---- RECORDS FOR THE EXERCISE

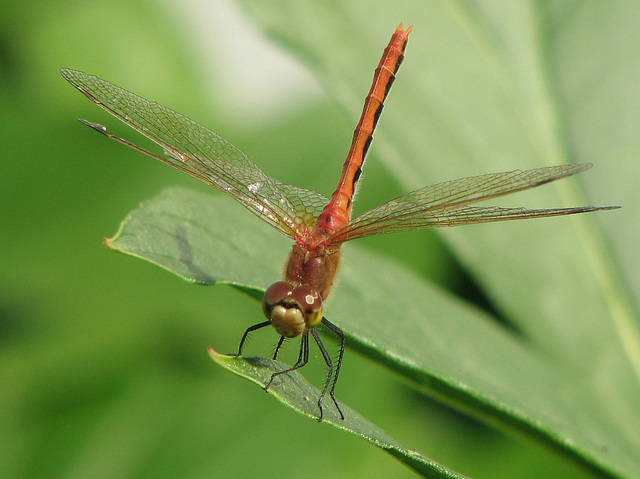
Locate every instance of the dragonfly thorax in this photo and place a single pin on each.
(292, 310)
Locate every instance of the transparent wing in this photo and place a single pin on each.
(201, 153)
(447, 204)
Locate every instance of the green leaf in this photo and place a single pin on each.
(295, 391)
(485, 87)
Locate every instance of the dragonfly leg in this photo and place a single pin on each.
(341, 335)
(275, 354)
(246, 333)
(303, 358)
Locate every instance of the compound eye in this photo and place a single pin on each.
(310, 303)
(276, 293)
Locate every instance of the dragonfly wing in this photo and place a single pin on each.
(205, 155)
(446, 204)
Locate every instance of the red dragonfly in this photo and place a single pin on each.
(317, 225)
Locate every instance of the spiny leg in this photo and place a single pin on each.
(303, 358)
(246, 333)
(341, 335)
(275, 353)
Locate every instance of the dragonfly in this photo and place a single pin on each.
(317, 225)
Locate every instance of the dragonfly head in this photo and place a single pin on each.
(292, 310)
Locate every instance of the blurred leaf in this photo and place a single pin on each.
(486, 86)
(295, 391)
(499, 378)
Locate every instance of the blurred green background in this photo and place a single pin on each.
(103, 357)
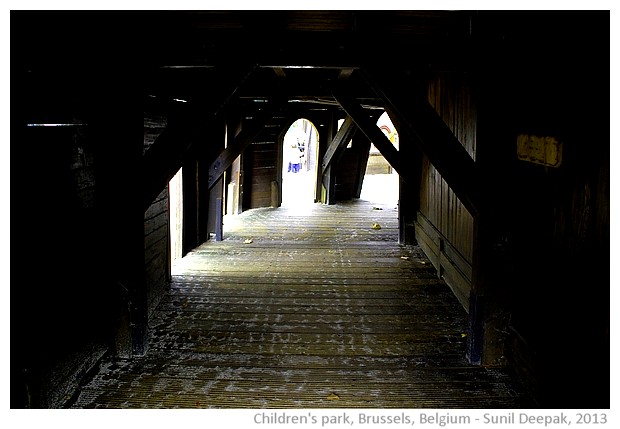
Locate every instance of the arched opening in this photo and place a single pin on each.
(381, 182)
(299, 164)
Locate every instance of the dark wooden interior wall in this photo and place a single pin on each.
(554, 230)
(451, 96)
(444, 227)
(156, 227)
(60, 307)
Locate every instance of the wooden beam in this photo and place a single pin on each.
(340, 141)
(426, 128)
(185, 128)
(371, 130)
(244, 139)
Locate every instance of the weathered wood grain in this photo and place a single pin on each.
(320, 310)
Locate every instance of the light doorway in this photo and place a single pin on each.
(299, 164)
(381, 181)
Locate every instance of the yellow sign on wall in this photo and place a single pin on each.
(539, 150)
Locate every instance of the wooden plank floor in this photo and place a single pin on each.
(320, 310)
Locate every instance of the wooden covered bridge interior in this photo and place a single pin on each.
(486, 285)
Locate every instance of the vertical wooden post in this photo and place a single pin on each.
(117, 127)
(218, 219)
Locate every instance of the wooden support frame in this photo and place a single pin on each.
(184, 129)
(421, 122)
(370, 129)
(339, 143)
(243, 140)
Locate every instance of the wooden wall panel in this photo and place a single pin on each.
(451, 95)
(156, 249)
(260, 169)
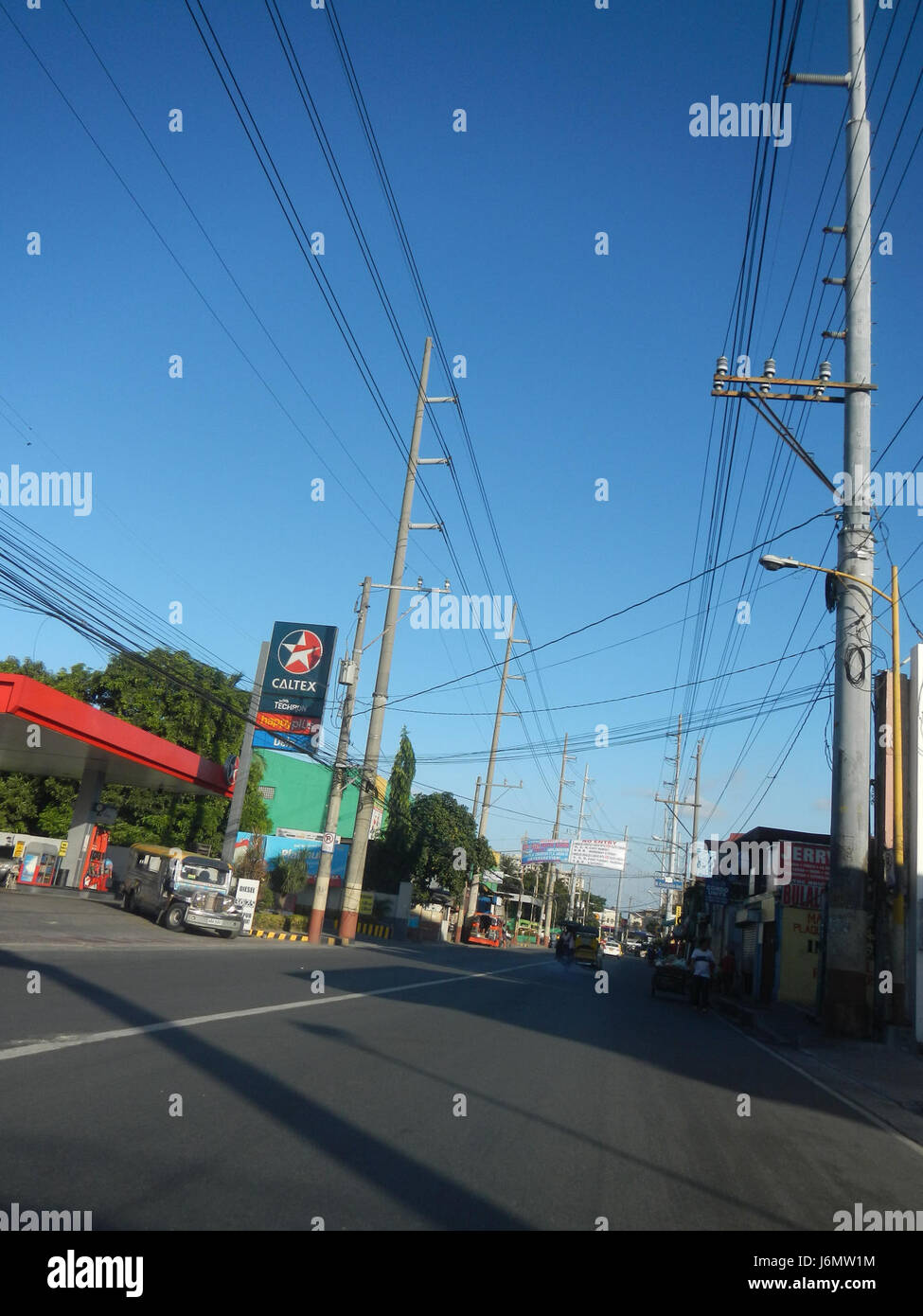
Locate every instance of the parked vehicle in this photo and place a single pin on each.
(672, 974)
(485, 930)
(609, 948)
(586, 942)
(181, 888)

--------

#### INSTRUCTION
Please copy all of the items above word for word, leaving out the pictures.

#### FULL RESPONSE
Locate every instance of the dragonfly thorax in this photo and place a single pin on each.
(292, 310)
Locate every instance of the transparent wing in this photo and place a single pin on each.
(201, 153)
(447, 204)
Locate every instance of the green leaf in this photo and place a single pin on each.
(295, 391)
(485, 87)
Locate every instance of the dragonfly leg in this photo and place a single pin on each.
(341, 335)
(275, 354)
(246, 333)
(303, 358)
Locate every instance of the compound eye in this photo and place a single pin on each.
(310, 303)
(276, 293)
Locate every instance of the dragonfly wing in this photo and place a single pin on each.
(205, 155)
(446, 204)
Locate every instance of the red dragonfly in this photo and place a single pin on each.
(317, 225)
Locate every instance of the spiny leg in this photo and place a single pin on each.
(303, 358)
(246, 333)
(341, 335)
(275, 353)
Locate every instance of the dragonfly in this photo and place a single pin on each.
(317, 225)
Locate every instance of the dragonfly head in this photo and place a single pin on each.
(292, 310)
Locate every instance of the blurred leaf in this photo and place a single pin on each.
(486, 86)
(295, 391)
(499, 378)
Locate every instance of the blurred green background in this photo and place a single pin on each.
(103, 357)
Locate every instance of the arched opening in this photo and place a single pin on each.
(381, 182)
(299, 164)
Locate every instance of the dark wooden interior wall in this photo and place a single pin on each.
(554, 230)
(451, 96)
(444, 227)
(156, 227)
(60, 307)
Locate every instance of the wooden beam in this photo and place a single pin on each.
(340, 141)
(426, 128)
(185, 128)
(371, 130)
(244, 139)
Locate every instance of the weathered wood grain in this photo and place a single pin on each.
(320, 310)
Locate every instance of the light doorway in this photo and place a single pin on each.
(299, 164)
(381, 181)
Locate every instance of the yellow sign on wall in this photo and place a single pin on each.
(539, 150)
Locate every instance of the wooden plank floor in this photo and place a single pin on each.
(320, 310)
Locate every instance of the wooden covered bridge interior in this photo and place a single pin on each.
(486, 285)
Locate every instance of the vertical wooden post in this photo and place a single pin on each.
(117, 127)
(218, 219)
Locate every instance of the wooden support frame in this photo and place a single pin on each.
(184, 129)
(421, 122)
(370, 129)
(339, 143)
(243, 140)
Locate every instance of the wooden wall panel in this photo and place a single pin on each.
(451, 95)
(156, 249)
(260, 169)
Locate every instance of the parked vehicle in this photo and place a single pin on each.
(672, 974)
(485, 930)
(609, 948)
(586, 942)
(181, 888)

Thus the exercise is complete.